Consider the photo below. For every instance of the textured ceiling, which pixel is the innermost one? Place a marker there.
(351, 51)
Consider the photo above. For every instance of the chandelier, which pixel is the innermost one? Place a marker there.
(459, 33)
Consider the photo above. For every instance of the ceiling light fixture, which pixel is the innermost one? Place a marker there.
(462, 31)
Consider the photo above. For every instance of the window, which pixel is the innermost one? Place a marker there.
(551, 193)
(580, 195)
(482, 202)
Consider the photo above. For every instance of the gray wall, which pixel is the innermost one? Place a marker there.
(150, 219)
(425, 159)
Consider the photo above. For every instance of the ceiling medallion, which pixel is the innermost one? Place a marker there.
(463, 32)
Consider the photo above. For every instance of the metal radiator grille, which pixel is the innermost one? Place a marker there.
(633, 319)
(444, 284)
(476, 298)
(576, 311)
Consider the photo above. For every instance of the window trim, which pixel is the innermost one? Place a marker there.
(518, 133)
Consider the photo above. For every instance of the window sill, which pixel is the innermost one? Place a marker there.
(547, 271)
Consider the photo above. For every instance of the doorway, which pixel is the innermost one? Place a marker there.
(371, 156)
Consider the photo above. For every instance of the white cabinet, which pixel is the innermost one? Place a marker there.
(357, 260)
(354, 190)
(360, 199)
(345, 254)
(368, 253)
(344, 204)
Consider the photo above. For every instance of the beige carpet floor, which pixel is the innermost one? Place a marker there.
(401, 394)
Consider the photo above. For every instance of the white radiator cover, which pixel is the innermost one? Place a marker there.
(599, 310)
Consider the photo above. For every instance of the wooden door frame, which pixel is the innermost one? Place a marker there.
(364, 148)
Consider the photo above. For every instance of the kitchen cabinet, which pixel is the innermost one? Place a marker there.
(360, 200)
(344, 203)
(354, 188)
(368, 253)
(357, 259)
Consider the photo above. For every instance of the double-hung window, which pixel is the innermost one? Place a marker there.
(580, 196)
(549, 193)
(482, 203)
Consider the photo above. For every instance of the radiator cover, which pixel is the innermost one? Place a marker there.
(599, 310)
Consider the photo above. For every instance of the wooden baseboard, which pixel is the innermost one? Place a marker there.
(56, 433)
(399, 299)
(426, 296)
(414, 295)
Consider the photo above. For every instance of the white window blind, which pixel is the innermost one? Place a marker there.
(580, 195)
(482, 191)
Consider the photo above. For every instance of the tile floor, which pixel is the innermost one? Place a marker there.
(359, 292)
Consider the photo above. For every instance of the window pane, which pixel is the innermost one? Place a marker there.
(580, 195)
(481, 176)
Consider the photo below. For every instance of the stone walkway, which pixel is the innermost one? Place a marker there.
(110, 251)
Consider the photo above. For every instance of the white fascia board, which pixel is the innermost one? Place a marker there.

========================================================================

- [Short task]:
Extract from the listing above, unchanged, every line from the one containing "window pane, which" through the last line of the listing, both included.

- [Response to the exercise]:
Consider the photo above. For every instance of the window pane, which pixel is the innermost one? Place a marker there.
(580, 195)
(481, 176)
Consider the photo below. For every instance of the stone walkway, which pixel is the innermost one? Place a marker there.
(110, 251)
Consider the photo above. For every instance of the white fascia board, which pixel is the innermost one? Place a marker there.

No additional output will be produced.